***** Given passage

In this study, we exploited efficient genome editing and quantitative phenotypic analysis in C. elegans to determine the pathogenicity of TMEM67 variants. This approach accurately classified known pathogenic and known benign variants. We also generated a pathogenicity prediction for all eight missense VUS alleles analyzed. Three VUS were phenotypically benign (VUS2(Cys173Arg), VUS3(Thr176Ile),VUS7(Gly979Arg)) and five were phenotypically pathogenic (VUS1(Cys170Tyr), VUS4(His782Arg), VUS5(Gly786Glu), VUS6(His790Arg), VUS8(Ser961Tyr)). These pathogenic predictions were validated in a human cell culture assay of TMEM67 function. We propose that experiments in C. elegans can interpret the pathogenicity of VUS and provide evidence towards their reclassification as benign or pathogenic.
Several in silico algorithms have been developed to predict the pathogenicity of missense variants. However, their accuracy is inconsistent33–35. Indeed, we tested five commonly used in silico tools (MISTIC, SIFT, Poly-Phen, CADD, and REVEL) and found that they return deleterious/damaging predictions for all 8 of the VUS examined in this project (Figure S5). The only exceptions are VUS1/3/8, where 1 or 2 of the tools returned non-deleterious or intermediate scores (Figure S5). Therefore, the algorithm predictions do not align with our observations in C. elegans and cell culture experiments. We conclude that in vivo modelling of missense variants in C. elegans more accurately predicts results in human cells than currently available prediction algorithms.

**********
***** Given records

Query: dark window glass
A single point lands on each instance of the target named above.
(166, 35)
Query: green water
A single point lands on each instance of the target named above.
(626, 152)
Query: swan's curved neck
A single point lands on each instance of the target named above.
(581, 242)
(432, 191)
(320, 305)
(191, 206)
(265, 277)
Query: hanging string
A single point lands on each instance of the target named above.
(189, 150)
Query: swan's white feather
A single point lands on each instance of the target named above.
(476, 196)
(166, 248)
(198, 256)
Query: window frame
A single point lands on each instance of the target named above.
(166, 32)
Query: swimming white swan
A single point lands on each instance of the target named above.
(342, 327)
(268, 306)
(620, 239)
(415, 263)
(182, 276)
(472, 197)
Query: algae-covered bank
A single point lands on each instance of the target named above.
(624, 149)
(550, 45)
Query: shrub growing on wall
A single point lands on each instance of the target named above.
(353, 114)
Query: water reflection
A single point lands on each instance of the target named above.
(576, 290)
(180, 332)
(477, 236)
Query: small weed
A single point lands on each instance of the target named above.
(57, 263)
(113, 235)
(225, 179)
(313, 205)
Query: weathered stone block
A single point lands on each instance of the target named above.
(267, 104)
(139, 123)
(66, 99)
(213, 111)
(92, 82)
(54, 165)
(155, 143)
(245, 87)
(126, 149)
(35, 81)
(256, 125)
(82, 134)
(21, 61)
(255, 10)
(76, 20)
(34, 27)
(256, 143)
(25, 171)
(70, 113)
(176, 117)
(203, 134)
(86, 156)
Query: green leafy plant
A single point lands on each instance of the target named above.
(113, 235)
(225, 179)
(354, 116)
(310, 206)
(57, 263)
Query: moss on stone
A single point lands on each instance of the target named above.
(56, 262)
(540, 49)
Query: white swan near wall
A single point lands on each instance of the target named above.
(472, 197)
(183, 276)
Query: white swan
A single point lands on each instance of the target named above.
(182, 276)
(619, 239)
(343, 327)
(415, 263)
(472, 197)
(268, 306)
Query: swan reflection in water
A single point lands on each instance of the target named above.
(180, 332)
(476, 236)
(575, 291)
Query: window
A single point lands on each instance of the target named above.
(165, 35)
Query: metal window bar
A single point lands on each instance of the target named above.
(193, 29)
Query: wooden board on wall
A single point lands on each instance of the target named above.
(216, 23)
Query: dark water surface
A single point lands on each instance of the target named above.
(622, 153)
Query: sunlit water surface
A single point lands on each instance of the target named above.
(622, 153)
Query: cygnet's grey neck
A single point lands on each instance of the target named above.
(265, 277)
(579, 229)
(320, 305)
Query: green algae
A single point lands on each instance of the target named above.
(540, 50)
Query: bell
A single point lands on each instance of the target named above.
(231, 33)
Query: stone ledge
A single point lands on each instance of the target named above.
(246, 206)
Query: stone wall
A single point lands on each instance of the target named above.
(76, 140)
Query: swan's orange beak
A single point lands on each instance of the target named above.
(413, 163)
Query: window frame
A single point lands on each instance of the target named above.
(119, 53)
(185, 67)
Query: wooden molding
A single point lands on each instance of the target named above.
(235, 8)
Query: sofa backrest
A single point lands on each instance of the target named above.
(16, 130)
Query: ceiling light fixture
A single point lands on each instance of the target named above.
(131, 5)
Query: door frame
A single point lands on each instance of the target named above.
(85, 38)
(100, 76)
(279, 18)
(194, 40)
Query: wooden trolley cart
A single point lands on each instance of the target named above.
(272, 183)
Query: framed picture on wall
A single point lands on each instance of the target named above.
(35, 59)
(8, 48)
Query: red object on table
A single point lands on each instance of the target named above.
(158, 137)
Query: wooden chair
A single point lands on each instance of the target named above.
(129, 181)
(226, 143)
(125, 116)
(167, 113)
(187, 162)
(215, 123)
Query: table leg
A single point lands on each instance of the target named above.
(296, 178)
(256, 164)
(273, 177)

**********

Explore the material -
1. Which five in silico tools were tested in the passage on TMEM67 variants?
2. Why does the passage on TMEM67 variants conclude that in vivo modelling in C. elegans predicts results in human cells more accurately than the prediction algorithms? Answer in one to three sentences.
3. Write the next part of the passage on TMEM67 variants, starting after its final sentence.

Your written answers -
1. MISTIC, SIFT, Poly-Phen, CADD, and REVEL.

2. The five tools returned deleterious or damaging predictions for all eight VUS, with only VUS1, VUS3 and VUS8 getting some non-deleterious or intermediate scores. The C. elegans experiments found three of the VUS benign and five pathogenic, and the pathogenic predictions were validated in a human cell culture assay. The algorithm predictions therefore did not align with the C. elegans and cell culture observations.

3.
The quantitative assays employed in this study are suitable for high throughput analysis. Live animal fluorescence-activated cell sorting can be used for high throughput dye filling assays36 and automated worm tracking can be used for high throughput roaming and chemotaxis assays37. Additionally, machine learning can streamline the analysis of complex datasets to predict VUS pathogenicity38. One limitation to modelling patient variants in endogenous C. elegans genes is the conservation of amino acid residues. Although many cilia genes have clear orthologs in C. elegans, the amino acid conservation varies from 30-60%. C. elegans genes can be “humanized” to remove this limitation38–40. In summary, this study highlights that C. elegans is a practical model for variant interpretation of ciliary genes. Analysis of ciliopathy-associated VUS in C. elegans is accurate, quick, affordable, and easily interpretable. While this study focused on TMEM67, we anticipate that VUS alleles of any conserved ciliary genes can be modelled and characterized in C. elegans.
The authors declare no competing interests.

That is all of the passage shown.